# TEXT PASSAGE
####
Many of William Gedney's earliest images incorporate personally-significant locations and people. His first serious photographic study, undertaken in the 1950s, centered on his grandparents and their dairy farm in Norton Hill, New York. During this period, Gedney also photographed neighborhoods in his birthplace, Albany, and his hometown of Greenville. Later photographs of friends and family in New York (Arnold and Anita Lobel), San Francisco (Eric Hoffer and Lili Osborne), and Paris (photographer Raghubir Singh and wife Anne Henning) are found throughout the collection, as well as a few shots of his mentors Lee Friedlander and Diane Arbus. Self-portraits of Gedney show up frequently in the contact sheet images but there are no known larger images of the photographer.

Gedney was particularly drawn to human gatherings. He photographed people not only on Brooklyn's streets, but also at parties, car and flower shows, motorcycle rallies, body building exhibitions (where he also photographed Diane Arbus), and in bars and at Coney Island boardwalk and beaches. Early series include African American parades and gospel revivals. He continued to focus on crowds everywhere he traveled, particularly in large cities such as San Francisco (where he photographed Golden Gate gatherings in 1966-1967), Los Angeles, Chicago, London, and Paris, often turning his camera to young people and their street culture. In the 1960s he also documented organized labor rallies and migrant programs in Southern California (Cesar Chavez appears in several images), and in the 1970s, important marches and rallies for gay rights in California and New York.

The photographic series also house a handful of large copy prints and contact sheets of Gedney images printed by photographers Margaret Sartor, Julie Stovall and others affiliated with the Duke University Center for Documentary Studies. Finally, there is also a cluster of late 1980s contact sheets and prints processed by Gedney's former student and close friend Peter Bellamy from rolls of film found among Gedney's belongings at his death.

Acquired as part of the Archive of Documentary Arts at Duke University.

Preferred source for image titles: titles as written by Gedney on the backs of photographic prints. Second preferred source: titles on index cards prepared by Gedney for individual best-quality prints. Third source: captions written by Gedney on contact sheets, describing photo sequences. When no title was found, library staff have used "No title known."

Folder- and group-level titles for work prints, negatives, and papers were devised by library staff in the 1990s and 2010s, and are noted as such when known. Many if not most of these were derived from Gedney's original folder labels and notes; in the absence of an original description, titles have been devised by library staff.
####
# INFORMATION SHOWN
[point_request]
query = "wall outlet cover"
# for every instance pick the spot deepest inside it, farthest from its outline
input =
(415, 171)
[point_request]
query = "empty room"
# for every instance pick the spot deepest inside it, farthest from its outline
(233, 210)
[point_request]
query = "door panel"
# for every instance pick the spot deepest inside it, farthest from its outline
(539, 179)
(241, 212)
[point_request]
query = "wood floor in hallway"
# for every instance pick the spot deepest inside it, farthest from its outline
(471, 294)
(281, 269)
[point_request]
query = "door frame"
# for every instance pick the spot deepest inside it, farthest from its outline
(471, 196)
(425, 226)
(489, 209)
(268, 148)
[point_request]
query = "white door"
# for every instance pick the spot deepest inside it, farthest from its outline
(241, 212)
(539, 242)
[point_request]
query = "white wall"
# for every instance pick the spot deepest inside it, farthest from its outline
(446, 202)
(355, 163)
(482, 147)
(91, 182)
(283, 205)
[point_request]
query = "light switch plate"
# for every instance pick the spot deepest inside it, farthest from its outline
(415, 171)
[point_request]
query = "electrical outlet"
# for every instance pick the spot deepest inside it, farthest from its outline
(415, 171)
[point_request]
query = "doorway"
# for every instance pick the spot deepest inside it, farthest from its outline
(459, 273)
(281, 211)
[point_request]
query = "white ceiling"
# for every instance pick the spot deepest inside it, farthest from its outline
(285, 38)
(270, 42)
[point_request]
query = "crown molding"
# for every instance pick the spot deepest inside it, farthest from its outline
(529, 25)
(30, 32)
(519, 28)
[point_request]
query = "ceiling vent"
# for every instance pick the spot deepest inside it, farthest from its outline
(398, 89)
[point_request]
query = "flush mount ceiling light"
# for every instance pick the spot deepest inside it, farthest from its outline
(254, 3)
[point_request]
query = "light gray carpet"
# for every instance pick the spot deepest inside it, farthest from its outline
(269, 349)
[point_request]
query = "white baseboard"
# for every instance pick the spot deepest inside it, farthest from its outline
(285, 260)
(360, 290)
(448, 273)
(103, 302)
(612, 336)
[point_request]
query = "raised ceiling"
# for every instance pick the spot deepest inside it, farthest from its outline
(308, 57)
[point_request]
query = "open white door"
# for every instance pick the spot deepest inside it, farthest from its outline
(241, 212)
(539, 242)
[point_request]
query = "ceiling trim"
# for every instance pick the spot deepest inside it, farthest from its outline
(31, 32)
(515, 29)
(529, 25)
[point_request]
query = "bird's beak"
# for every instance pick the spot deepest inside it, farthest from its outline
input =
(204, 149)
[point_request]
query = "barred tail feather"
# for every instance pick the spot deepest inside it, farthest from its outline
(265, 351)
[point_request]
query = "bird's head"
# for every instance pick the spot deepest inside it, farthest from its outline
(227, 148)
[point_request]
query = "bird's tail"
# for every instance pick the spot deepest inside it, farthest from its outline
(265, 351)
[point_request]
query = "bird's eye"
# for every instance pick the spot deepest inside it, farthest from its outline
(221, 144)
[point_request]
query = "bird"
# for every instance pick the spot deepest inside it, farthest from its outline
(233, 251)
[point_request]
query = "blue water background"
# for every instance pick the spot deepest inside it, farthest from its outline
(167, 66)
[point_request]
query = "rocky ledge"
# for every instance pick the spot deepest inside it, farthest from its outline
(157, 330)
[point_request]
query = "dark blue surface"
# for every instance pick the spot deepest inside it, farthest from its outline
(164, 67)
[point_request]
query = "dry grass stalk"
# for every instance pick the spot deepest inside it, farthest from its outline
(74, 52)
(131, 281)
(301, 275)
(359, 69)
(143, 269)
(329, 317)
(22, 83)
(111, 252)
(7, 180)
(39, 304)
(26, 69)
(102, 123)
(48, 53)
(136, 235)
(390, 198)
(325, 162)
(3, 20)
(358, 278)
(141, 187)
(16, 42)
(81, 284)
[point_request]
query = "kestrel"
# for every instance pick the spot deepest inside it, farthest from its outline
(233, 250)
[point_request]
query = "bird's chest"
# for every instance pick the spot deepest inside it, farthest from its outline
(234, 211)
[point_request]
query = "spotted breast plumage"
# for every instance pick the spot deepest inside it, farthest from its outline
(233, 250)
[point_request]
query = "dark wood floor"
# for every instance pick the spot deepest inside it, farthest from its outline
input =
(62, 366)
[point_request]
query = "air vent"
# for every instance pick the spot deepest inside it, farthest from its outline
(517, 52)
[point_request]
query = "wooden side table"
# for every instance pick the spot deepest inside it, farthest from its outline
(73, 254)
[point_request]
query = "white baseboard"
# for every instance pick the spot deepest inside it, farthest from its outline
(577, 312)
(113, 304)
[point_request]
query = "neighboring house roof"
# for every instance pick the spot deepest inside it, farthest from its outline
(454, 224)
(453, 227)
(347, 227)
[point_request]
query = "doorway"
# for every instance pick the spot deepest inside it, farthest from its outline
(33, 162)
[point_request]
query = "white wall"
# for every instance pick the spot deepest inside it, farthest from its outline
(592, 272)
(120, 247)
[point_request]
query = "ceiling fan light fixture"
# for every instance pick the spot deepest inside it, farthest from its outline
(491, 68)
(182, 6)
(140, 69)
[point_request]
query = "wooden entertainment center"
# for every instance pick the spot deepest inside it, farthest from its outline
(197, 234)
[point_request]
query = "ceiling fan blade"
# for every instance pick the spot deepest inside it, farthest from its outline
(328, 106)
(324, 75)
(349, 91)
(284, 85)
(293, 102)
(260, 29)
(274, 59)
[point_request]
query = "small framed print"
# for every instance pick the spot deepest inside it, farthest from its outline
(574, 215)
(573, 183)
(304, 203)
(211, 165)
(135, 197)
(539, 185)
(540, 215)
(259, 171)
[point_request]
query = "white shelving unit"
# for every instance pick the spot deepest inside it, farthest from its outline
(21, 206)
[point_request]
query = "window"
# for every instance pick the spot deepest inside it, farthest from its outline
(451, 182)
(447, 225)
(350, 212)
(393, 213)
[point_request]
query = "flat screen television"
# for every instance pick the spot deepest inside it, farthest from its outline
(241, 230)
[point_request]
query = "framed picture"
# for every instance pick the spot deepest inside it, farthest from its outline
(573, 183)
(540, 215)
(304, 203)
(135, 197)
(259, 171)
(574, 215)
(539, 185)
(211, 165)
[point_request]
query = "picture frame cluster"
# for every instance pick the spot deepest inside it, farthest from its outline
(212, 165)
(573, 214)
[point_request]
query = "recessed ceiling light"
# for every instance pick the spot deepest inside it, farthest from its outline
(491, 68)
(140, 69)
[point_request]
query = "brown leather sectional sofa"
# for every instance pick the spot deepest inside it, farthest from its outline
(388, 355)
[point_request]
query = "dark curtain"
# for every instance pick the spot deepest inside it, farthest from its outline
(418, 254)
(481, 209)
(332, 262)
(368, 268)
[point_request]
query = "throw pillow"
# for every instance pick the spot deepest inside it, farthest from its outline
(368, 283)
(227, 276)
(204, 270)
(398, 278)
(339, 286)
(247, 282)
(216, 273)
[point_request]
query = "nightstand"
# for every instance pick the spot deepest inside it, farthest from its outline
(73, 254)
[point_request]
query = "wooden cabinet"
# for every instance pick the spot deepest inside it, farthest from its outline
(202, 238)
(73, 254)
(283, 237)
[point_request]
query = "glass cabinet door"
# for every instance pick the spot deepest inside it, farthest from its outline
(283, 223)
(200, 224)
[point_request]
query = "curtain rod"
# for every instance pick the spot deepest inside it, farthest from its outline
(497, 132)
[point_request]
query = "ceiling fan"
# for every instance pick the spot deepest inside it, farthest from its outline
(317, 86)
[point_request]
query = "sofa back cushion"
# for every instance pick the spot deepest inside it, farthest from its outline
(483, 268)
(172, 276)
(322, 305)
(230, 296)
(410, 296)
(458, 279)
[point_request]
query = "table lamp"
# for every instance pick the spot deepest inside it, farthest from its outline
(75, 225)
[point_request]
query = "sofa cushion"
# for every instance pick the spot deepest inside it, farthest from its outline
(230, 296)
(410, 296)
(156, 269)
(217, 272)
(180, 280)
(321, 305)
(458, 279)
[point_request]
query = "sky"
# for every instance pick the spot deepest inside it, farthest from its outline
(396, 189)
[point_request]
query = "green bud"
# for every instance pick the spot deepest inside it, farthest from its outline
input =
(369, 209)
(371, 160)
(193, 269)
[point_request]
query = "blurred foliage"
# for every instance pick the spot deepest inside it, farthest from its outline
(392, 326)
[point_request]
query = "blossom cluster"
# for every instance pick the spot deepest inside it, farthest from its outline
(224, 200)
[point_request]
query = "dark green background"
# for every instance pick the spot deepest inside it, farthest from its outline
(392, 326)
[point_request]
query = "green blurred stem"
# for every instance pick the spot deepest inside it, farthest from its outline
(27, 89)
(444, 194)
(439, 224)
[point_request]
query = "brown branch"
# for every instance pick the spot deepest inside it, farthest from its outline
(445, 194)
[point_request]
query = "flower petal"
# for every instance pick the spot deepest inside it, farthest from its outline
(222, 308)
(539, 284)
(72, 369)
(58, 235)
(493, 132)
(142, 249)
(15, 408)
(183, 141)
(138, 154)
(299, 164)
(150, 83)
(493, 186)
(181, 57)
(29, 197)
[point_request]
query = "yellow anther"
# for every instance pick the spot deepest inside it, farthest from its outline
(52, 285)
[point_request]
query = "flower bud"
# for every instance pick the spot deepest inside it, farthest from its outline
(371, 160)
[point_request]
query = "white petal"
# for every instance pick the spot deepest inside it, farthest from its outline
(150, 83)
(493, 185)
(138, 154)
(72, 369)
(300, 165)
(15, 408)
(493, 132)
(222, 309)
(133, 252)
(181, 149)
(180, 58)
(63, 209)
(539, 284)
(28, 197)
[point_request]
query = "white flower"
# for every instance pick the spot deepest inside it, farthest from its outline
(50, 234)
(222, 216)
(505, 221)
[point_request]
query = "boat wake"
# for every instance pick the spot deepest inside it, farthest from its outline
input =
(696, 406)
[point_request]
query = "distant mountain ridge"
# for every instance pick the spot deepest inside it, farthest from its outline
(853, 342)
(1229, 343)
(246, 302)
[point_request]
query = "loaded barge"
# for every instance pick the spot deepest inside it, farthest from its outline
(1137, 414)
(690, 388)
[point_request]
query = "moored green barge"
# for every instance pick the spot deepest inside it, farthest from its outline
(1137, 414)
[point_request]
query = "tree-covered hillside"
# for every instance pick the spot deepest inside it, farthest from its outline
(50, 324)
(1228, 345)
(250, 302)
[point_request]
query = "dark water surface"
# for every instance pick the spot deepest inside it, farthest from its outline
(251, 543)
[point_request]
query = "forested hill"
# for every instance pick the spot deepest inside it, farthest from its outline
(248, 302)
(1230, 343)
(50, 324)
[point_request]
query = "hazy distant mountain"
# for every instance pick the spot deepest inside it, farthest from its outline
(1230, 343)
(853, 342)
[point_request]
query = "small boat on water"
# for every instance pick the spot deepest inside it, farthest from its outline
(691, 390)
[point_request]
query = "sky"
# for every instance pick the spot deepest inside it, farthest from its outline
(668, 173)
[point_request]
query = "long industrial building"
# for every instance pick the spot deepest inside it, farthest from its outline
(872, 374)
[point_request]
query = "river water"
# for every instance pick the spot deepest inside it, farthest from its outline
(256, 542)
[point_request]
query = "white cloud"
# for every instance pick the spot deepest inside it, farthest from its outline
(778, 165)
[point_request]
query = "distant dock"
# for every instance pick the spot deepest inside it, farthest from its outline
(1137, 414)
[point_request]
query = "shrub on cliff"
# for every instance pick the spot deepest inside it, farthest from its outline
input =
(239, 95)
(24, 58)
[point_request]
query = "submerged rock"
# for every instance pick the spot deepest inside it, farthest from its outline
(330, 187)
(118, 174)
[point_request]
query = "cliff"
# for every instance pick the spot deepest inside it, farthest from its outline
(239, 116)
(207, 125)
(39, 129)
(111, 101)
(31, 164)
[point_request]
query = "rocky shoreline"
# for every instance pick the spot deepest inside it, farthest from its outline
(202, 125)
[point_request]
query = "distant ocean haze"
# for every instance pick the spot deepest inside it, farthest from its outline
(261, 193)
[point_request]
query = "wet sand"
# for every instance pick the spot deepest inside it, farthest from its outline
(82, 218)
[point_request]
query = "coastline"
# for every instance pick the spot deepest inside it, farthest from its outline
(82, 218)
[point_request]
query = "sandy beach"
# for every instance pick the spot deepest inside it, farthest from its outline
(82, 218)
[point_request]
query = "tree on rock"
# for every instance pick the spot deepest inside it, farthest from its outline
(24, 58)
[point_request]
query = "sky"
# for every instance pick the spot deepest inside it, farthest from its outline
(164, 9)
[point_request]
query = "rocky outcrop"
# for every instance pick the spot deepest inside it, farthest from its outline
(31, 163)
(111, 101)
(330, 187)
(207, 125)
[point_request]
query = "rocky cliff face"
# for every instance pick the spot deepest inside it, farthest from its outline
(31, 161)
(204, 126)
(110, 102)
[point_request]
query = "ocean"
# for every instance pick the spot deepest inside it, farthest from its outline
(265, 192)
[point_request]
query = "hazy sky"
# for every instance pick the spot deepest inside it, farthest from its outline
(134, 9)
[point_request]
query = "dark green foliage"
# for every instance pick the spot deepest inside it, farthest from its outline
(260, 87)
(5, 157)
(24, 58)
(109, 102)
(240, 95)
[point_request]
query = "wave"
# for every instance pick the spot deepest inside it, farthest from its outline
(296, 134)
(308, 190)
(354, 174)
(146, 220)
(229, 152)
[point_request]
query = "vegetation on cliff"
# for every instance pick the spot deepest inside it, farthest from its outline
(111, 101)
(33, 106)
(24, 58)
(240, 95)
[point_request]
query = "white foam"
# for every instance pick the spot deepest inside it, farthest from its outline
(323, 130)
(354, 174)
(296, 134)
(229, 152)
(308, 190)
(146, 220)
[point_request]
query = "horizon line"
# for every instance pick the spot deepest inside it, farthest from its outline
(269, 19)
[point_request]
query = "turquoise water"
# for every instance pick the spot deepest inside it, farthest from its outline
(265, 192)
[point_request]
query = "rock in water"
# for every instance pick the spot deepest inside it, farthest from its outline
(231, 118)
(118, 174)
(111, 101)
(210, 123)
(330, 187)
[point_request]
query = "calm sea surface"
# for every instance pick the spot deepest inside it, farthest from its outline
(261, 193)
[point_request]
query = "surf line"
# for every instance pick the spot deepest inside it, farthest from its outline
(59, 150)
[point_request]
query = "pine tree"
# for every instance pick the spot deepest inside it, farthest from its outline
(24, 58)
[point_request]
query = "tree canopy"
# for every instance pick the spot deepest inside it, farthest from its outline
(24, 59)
####
# YOUR INSTRUCTIONS
Answer these questions from the text on William Gedney's photographs:
1. In what town were his grandparents' dairy farm?
2. In which years did he photograph Golden Gate gatherings in San Francisco?
3. What title did library staff use when no title for an image was found?

# ANSWER FOR THIS EXERCISE
1. Norton Hill, New York
2. 1966-1967
3. "No title known."